Stored records
• • • •

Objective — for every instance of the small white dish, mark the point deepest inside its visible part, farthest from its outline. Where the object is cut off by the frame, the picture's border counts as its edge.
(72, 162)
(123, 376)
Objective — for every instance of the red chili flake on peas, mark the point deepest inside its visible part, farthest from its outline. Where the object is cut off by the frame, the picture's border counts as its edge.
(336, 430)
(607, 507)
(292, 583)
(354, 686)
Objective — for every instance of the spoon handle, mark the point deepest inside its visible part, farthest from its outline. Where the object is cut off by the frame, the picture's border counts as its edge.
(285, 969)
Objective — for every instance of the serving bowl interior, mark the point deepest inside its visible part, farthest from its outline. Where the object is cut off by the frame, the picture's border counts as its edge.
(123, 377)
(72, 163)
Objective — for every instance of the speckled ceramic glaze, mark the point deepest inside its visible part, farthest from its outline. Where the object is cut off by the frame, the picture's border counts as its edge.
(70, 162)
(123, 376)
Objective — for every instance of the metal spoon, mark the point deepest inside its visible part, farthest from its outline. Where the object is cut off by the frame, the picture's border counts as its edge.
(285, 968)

• • • •

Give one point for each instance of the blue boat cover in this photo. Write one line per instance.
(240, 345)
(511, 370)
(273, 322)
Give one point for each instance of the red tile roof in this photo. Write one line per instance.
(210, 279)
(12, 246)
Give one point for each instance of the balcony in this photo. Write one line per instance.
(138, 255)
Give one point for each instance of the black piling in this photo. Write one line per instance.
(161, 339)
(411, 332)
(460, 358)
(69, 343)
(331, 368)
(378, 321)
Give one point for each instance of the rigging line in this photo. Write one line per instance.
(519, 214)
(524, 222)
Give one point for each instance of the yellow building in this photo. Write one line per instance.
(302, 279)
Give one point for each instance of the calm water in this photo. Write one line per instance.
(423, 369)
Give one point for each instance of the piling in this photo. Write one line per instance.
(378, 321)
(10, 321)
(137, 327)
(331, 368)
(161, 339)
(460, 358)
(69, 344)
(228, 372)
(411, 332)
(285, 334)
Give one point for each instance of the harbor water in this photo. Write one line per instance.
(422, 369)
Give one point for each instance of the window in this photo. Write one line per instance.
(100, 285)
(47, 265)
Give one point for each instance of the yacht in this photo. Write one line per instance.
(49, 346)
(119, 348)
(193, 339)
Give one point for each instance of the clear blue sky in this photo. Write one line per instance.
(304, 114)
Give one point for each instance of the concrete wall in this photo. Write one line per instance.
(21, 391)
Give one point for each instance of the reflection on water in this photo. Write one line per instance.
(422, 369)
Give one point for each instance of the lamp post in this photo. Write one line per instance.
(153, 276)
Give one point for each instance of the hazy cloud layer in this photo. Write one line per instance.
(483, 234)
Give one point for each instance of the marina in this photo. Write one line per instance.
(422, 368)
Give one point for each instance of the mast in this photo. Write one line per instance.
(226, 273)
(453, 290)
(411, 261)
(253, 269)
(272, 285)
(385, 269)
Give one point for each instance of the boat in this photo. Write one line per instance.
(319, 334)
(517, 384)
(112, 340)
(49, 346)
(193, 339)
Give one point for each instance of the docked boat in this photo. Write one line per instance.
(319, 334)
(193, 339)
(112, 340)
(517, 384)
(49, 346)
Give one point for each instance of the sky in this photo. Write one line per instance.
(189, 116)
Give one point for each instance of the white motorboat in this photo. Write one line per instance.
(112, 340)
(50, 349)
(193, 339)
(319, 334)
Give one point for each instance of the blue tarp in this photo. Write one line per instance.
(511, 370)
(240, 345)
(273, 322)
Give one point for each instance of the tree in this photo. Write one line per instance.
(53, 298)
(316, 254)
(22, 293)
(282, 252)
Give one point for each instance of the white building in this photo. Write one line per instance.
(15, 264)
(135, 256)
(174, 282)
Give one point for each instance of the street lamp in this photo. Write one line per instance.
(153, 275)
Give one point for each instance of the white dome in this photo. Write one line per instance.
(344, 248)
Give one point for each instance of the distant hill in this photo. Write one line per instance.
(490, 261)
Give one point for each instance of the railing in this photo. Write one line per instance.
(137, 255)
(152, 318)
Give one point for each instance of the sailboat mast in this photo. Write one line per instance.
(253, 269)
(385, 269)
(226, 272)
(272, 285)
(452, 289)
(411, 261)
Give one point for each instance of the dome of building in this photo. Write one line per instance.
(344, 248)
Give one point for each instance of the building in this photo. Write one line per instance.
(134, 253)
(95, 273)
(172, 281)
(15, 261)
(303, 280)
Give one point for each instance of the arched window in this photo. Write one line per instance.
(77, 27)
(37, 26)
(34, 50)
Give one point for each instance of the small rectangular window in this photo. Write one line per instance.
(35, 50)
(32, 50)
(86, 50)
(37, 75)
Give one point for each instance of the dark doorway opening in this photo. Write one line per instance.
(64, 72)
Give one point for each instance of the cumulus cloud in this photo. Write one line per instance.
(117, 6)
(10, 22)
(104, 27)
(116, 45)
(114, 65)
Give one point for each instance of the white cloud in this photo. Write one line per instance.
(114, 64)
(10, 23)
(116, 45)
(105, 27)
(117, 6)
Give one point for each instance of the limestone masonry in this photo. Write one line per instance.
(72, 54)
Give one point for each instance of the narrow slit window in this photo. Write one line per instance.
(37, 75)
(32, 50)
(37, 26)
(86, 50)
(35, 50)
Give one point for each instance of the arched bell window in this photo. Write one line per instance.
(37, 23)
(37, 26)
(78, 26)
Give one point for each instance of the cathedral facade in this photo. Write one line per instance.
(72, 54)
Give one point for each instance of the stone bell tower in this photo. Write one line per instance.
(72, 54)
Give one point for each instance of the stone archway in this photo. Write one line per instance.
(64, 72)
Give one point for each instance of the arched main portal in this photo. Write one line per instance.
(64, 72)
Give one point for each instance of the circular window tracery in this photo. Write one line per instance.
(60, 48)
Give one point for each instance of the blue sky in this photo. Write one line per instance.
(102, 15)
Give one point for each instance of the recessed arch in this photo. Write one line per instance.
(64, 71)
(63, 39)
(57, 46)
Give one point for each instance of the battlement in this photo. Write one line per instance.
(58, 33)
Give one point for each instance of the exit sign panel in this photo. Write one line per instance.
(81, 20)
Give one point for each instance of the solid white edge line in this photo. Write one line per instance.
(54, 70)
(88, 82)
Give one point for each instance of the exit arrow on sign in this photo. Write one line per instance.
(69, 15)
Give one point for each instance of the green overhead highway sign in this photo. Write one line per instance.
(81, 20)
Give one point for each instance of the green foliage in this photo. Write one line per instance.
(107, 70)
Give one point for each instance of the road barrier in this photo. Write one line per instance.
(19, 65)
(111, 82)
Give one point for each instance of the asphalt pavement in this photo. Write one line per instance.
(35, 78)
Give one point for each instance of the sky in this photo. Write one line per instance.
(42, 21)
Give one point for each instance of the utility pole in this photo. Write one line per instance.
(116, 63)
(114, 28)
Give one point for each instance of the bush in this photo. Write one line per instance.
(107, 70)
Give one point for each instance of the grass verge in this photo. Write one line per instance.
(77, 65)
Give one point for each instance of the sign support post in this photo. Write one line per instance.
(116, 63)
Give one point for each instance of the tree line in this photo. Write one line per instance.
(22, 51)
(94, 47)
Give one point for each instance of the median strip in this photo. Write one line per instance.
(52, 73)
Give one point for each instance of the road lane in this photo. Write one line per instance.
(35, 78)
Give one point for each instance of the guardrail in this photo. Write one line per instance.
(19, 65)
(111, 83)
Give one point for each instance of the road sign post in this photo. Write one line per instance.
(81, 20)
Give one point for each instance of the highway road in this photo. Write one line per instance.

• • • •

▶ _Problem description_
Set down, exactly as they appear above, all lines from the one that has "Give one point for each instance of the road lane" down to the one that has "Give one point for each instance of the highway", including those two and no others.

▶ _Task answer_
Give one point for each instance of the road lane in this photo. Write one line per instance.
(35, 78)
Give one point for each instance of the guardrail in this photo. Write one line per instance.
(19, 65)
(111, 83)
Give one point for each instance of the road sign post in this photo. Write one line per instance.
(81, 20)
Give one point for each instance of the highway road in this photo. Write one line per instance.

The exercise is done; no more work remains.